START SELECTED TEXT

Warning: graphic details!
Within 8 months of my daughter being born in 2011, I started having some horrible and embarrassing symptoms including pain, bleeding and incontinence. At first, my health care team chalked these up to a hemorrhoid due to vaginal birth. After symptoms increased dramatically in severity, we realized it wasn't that. Tests were done, and I was referred to a gastroenterologist and had my first of MANY colonoscopies. What was found was a severely inflamed and bleeding colon, and I was provided with a diagnosis: Ulcerative Colitis (UC), a form of Inflammatory Bowel Disease (IBD).
*Sidebar -
1) IBS and IBD are very different. IBS stands for Irritable Bowel Syndrome and while it it also unpleasant and affects quality of life, it is not life threatening.
2) Please do not ever mention a colonic cleanse in my presence - we will never ever see eye to eye on this. Just don't. :)
Fast forward two years, to the Fall of 2013, after many failed medications, biologic injections, and treatments (including a research study in fecal transplantation), 8 more colonoscopies, and about 100 lbs of rapid weight loss due to the fact that my system was failing. By December, after being admitted to hospital for almost two months and being fed by intravenous TPN (total parenteral nutrition), my physicians levelled with me: have surgery to remove my colon, or reach a point of no return. I was dying.

END SELECTED TEXT
START INPUT DATA

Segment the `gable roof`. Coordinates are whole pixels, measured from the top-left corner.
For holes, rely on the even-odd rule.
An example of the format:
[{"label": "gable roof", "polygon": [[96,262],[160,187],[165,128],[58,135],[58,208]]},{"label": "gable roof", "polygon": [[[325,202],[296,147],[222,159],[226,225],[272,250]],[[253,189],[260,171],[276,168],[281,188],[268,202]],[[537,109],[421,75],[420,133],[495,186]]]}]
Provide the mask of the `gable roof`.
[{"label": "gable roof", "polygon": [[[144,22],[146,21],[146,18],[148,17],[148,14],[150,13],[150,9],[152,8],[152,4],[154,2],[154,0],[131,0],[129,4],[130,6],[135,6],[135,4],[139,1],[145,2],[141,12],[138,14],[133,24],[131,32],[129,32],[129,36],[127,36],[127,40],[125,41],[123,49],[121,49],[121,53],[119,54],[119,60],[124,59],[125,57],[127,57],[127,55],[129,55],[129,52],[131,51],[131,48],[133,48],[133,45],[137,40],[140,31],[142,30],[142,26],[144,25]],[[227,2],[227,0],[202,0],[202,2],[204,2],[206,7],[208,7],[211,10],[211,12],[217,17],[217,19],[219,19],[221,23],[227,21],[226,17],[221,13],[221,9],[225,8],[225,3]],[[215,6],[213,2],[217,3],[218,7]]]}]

END INPUT DATA

= ASSIGNED TASK A =
In the ulcerative colitis account, what did the health care team first blame the symptoms on?
= ASSIGNED TASK B =
Resume the ulcerative colitis account from its last sentence onward.

= FINAL ANSWER A =
A hemorrhoid due to vaginal birth.

= FINAL ANSWER B =
To say this now seems melodramatic to me - it didn't feel this serious when I was in it... but I see now that was my coping mechanism. Keeping a cheery disposition helped me ignore how bad it was in the moment. In fact, in all photos from this time, I am smiling.
But I recall the grave faces of the physicians when they came to my bedside. A new physician was brought in for a third opinion - he sat by my bedside and his exact words are etched in my brain "If you were my sister, I would have told you to have this surgery 6 months ago. Without it, you will not see your daughter grow up."
Needless to say, I had that surgery before the holidays that year, and then lived with an ostomy for a year and a half longer, having two additional abdominal surgeries to create my new and improved GI tract (a process where a specialized surgeon takes your small intestine and creates a "J pouch" internally to act as a pseudo-colon, and reroutes to your rectum so you can function "normally"). And now, after many years of learning how to live with my new insides, and a few setbacks (including another autoimmune disease), here I am today. Still alive.
Alive, and living through a pandemic, gaining weight from stress-eating and imbibing a little too much, virtual schooling my 9 year old and seeing others who aren't so lucky, as they die from COVID-19.
I am grateful. And this is why I also care so much about death and death education. If you read yesterday's post you'll recognize this quote - it feels very relevant for me again today: "...it's actually in facing the darkest realities of life that we find light in them."
I'll do my best to LIVE today, and every day, until my time really is up.
May 19 is World IBD Day. Wishing all fellow IBD warriors a very good day.
What a beautiful post. Thank you Janice, and your health-care team.